(指点数据集条目)
----
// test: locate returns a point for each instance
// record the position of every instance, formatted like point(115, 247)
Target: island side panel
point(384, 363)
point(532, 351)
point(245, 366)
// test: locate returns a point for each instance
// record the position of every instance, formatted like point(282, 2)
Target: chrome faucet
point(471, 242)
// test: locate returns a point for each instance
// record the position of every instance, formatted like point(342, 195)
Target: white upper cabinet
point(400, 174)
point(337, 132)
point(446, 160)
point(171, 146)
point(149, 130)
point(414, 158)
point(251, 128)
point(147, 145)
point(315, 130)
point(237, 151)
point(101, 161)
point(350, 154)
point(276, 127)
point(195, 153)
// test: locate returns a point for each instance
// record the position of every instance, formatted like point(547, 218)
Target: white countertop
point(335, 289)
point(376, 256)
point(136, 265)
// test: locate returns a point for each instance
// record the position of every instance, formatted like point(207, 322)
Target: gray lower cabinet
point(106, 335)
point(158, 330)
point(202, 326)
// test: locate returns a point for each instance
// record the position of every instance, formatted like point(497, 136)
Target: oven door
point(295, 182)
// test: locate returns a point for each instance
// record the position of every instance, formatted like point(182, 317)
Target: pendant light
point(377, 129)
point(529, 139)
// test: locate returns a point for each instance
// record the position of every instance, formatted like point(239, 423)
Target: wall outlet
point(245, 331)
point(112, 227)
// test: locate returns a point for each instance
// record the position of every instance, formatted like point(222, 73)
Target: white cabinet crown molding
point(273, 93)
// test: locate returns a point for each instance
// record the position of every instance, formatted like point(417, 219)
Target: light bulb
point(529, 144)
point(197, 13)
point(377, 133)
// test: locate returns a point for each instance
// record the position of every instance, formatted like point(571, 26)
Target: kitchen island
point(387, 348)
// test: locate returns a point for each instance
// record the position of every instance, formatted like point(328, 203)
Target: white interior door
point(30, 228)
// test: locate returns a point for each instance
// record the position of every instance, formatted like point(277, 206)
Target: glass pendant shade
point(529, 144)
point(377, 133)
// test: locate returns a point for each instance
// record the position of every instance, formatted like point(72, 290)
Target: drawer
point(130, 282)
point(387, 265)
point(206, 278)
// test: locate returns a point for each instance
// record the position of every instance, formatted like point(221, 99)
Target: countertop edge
----
§ 任务要求:
上面的条目里，哪些行含有“white”这个词？请把这些行逐行照抄返回。

§ 练习答案:
Target: white upper cabinet
Target: white countertop
Target: white cabinet crown molding
Target: white interior door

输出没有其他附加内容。